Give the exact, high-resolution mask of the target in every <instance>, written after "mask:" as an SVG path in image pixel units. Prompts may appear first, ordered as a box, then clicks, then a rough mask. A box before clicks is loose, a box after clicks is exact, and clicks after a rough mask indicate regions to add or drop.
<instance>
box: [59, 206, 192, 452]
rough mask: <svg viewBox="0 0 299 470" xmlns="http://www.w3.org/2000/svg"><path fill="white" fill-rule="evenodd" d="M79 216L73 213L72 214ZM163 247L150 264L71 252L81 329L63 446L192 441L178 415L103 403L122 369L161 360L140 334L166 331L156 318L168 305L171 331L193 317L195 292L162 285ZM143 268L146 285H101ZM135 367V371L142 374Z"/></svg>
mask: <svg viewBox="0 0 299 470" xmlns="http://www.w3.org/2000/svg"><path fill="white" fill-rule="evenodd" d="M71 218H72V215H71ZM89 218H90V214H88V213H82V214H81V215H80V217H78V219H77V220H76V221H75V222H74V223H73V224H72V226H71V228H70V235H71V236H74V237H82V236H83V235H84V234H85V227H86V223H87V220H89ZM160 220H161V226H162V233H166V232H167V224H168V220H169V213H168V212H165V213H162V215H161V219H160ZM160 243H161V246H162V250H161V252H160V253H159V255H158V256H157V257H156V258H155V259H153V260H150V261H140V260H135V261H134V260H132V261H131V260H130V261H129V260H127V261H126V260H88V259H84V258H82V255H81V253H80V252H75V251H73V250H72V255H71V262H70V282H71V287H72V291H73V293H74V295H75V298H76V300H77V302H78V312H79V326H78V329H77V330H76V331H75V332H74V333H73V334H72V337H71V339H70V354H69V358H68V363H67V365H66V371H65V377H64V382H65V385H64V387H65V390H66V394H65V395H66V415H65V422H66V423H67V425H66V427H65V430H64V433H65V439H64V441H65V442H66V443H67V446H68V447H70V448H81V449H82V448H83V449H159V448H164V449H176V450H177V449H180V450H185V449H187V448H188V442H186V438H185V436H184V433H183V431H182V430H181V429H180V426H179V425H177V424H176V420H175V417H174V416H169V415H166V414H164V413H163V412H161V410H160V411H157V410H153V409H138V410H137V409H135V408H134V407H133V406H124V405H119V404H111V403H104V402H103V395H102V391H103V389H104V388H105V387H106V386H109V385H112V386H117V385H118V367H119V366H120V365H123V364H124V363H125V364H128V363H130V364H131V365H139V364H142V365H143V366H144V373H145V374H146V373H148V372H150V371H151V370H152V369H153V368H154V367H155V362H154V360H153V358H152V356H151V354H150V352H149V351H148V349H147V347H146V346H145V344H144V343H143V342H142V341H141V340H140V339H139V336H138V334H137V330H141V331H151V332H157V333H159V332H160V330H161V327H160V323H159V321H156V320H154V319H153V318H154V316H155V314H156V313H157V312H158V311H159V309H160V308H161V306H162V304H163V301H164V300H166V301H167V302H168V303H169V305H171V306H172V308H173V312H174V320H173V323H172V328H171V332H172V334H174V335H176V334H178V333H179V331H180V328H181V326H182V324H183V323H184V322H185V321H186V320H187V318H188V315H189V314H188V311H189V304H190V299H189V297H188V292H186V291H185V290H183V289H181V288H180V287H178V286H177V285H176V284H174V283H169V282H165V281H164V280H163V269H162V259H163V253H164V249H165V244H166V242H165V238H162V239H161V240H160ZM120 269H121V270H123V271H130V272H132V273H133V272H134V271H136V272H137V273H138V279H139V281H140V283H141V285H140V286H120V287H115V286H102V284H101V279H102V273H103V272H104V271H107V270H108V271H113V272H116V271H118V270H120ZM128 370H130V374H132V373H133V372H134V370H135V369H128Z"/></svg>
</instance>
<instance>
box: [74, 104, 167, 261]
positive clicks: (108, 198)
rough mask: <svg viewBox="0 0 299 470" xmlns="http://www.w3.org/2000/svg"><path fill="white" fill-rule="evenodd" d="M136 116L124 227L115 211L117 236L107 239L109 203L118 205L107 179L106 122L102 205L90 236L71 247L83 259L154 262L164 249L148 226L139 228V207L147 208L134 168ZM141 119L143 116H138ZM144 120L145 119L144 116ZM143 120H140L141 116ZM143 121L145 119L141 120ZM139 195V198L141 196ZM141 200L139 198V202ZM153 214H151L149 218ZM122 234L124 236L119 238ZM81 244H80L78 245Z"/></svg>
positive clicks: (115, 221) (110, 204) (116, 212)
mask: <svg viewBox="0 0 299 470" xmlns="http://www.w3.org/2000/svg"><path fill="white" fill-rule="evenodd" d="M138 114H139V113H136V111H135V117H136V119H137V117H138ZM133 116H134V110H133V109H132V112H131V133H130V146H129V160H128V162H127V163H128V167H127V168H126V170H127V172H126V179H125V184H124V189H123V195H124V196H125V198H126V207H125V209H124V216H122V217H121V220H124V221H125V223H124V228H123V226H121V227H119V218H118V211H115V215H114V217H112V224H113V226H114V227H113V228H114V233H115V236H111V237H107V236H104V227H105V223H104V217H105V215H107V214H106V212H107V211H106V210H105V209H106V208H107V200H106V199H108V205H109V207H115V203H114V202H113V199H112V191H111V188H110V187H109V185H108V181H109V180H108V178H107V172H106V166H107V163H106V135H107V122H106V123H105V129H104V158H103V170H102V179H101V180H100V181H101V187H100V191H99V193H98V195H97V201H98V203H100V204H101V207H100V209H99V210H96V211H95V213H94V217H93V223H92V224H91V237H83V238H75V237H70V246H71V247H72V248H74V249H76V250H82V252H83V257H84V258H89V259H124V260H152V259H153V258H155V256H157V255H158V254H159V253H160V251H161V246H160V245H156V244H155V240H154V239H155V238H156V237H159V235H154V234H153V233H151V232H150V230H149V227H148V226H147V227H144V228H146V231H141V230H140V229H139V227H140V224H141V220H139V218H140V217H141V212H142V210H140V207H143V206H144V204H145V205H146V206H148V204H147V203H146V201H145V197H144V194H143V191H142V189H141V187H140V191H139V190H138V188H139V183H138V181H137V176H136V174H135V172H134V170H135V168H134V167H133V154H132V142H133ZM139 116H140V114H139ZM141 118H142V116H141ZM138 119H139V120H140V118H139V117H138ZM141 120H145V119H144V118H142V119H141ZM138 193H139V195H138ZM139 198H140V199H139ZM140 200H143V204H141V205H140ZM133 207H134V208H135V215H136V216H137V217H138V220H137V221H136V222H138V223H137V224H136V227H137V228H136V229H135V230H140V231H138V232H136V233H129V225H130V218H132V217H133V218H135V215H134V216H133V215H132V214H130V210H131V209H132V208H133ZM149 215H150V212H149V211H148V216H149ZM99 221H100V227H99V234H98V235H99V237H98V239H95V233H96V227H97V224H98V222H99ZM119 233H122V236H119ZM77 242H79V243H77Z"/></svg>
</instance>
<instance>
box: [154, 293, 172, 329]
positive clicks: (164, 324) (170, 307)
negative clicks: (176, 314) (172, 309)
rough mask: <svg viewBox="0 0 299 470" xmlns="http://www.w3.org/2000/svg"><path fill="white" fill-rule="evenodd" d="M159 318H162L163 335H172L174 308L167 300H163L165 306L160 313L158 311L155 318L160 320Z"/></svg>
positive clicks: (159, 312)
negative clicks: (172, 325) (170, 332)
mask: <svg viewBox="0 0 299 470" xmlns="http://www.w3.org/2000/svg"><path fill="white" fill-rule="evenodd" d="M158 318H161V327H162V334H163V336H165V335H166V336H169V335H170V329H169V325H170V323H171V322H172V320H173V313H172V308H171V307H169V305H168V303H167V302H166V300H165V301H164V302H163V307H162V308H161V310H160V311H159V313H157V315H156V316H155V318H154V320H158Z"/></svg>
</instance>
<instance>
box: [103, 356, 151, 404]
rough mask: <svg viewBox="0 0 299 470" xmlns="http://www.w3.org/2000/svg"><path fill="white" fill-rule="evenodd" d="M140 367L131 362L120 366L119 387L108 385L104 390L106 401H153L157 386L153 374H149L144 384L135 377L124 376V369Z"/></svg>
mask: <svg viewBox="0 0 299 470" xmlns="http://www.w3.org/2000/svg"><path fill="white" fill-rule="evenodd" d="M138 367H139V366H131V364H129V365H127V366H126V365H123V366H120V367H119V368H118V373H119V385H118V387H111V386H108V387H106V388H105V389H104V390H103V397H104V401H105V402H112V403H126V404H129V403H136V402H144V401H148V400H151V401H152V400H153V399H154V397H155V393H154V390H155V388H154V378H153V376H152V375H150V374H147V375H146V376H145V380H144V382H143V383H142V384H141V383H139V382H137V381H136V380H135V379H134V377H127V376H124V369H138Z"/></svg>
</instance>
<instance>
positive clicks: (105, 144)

WORK REQUEST
Look above for the line with "box: [154, 293, 172, 329]" and the line with "box: [103, 356, 151, 404]"; transcribe both and all lines in between, exactly, and nothing else.

SOLUTION FOR THIS TASK
box: [154, 293, 172, 329]
positive clicks: (164, 324) (170, 307)
negative clicks: (176, 314) (172, 309)
rough mask: <svg viewBox="0 0 299 470" xmlns="http://www.w3.org/2000/svg"><path fill="white" fill-rule="evenodd" d="M159 318H162L163 335H172L174 308L167 300H163L165 306L160 313L158 311L155 318L160 320Z"/></svg>
positive clicks: (159, 312)
negative clicks: (172, 325) (170, 332)
mask: <svg viewBox="0 0 299 470" xmlns="http://www.w3.org/2000/svg"><path fill="white" fill-rule="evenodd" d="M158 318H161V327H162V334H163V336H165V335H166V336H169V335H170V329H169V325H170V323H171V322H172V320H173V313H172V308H171V307H169V305H168V303H167V302H166V300H165V301H164V302H163V307H162V308H161V310H160V311H159V313H157V315H156V316H155V318H154V320H158Z"/></svg>
</instance>
<instance>
box: [103, 356, 151, 404]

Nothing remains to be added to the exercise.